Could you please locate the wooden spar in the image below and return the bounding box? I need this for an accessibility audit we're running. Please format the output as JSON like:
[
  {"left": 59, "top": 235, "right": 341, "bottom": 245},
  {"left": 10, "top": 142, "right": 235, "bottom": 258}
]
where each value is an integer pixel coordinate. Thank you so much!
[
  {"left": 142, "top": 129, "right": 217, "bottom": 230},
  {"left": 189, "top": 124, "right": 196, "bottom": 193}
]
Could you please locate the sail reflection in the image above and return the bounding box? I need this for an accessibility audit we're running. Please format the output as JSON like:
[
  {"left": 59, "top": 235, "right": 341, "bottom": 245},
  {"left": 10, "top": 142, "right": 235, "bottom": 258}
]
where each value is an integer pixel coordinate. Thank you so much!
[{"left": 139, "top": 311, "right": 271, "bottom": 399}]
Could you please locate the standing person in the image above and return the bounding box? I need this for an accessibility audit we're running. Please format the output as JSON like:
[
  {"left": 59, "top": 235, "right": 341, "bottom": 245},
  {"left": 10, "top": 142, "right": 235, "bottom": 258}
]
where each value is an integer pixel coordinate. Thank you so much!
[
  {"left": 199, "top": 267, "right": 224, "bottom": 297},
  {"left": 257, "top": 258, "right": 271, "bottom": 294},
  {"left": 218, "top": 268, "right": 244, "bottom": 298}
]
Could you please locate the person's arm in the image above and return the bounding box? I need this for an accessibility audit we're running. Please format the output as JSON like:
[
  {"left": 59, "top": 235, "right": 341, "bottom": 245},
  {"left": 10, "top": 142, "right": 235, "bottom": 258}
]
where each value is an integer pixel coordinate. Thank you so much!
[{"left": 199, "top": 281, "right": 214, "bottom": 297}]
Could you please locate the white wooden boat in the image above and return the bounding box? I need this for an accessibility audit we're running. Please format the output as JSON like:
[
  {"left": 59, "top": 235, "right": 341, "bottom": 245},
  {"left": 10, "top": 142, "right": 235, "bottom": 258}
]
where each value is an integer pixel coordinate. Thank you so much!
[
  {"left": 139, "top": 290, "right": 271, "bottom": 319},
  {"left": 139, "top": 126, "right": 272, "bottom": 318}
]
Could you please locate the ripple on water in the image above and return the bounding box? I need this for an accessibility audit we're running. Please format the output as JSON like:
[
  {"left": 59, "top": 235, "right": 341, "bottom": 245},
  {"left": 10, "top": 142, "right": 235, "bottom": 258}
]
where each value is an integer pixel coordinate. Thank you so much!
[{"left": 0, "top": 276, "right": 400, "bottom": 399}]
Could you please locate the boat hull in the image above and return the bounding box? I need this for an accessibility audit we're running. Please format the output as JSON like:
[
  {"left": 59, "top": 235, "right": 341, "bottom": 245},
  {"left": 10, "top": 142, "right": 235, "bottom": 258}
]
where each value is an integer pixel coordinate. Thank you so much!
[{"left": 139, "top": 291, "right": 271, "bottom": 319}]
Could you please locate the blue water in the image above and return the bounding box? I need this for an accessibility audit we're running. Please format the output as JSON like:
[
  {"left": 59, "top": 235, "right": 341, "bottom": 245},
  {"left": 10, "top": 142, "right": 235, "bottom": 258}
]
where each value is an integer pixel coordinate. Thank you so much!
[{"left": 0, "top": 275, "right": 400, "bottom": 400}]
══════
DIRECTIONS FOR THIS TASK -
Rewrite all of the rows above, replacing each occurrence of "accessibility audit" with "dataset review" and keeping every other character the same.

WRITTEN RESPONSE -
Could you please locate the wooden spar in the image below and return the bounding box? I need this for an dataset review we're running. Please format the output as JSON like:
[
  {"left": 59, "top": 235, "right": 341, "bottom": 245},
  {"left": 10, "top": 142, "right": 235, "bottom": 258}
]
where each value is an integer pixel coordinate. Thank you so much!
[
  {"left": 142, "top": 129, "right": 217, "bottom": 230},
  {"left": 189, "top": 124, "right": 196, "bottom": 193}
]
Could you please locate the sail reflection in the image above and return the bounding box? I need this for an dataset review we're running. Please format the output as JSON like:
[
  {"left": 59, "top": 235, "right": 341, "bottom": 245},
  {"left": 10, "top": 142, "right": 235, "bottom": 258}
]
where each value is an integer pixel coordinate. Thank you so much!
[{"left": 139, "top": 311, "right": 271, "bottom": 399}]
Could you please locate the standing person in the image above and return the bounding box? I need this for an dataset review we're running. Please format the output as JSON like:
[
  {"left": 59, "top": 235, "right": 341, "bottom": 245},
  {"left": 10, "top": 142, "right": 235, "bottom": 258}
]
where each value is an integer pixel coordinate. Thank you so much!
[
  {"left": 199, "top": 267, "right": 224, "bottom": 297},
  {"left": 257, "top": 258, "right": 271, "bottom": 294},
  {"left": 218, "top": 268, "right": 244, "bottom": 298}
]
Could you please locate the person's arm in the image above and return the bounding box? I need this for an dataset review we're running. Please format the output as JSON like:
[
  {"left": 59, "top": 235, "right": 341, "bottom": 245},
  {"left": 10, "top": 142, "right": 235, "bottom": 258}
]
where each value is an integer pixel coordinate. Thank you so much!
[{"left": 199, "top": 281, "right": 214, "bottom": 297}]
Could you please locate the white wooden boat in the image above and return the bounding box? I need this for an dataset review we're running. Please format the output as JSON like:
[
  {"left": 59, "top": 235, "right": 341, "bottom": 245},
  {"left": 10, "top": 142, "right": 235, "bottom": 258}
]
where each value is an integer pixel coordinate. Thank you so much!
[
  {"left": 139, "top": 290, "right": 271, "bottom": 319},
  {"left": 139, "top": 126, "right": 272, "bottom": 318}
]
Could you please locate the ripple on water in the image above and return the bounding box? I need this for an dataset review we're running. Please format the output as JSON like:
[
  {"left": 59, "top": 235, "right": 341, "bottom": 245},
  {"left": 10, "top": 142, "right": 235, "bottom": 258}
]
where each value is an integer pixel coordinate. Thank you so much!
[{"left": 0, "top": 276, "right": 400, "bottom": 399}]
Could you please locate the boat hull in the image above and return the bounding box? I need this for an dataset review we're running. Please format the output as JSON like:
[
  {"left": 59, "top": 235, "right": 341, "bottom": 245},
  {"left": 10, "top": 142, "right": 235, "bottom": 258}
]
where each value is an integer pixel coordinate. Thank you so much!
[{"left": 139, "top": 291, "right": 271, "bottom": 319}]
Could you please locate the blue water in the image above and return the bounding box? I need this for an dataset review we're running. Please format the output as JSON like:
[
  {"left": 59, "top": 235, "right": 341, "bottom": 245},
  {"left": 10, "top": 142, "right": 235, "bottom": 258}
]
where each value is an integer pixel coordinate. Thank you so much!
[{"left": 0, "top": 275, "right": 400, "bottom": 400}]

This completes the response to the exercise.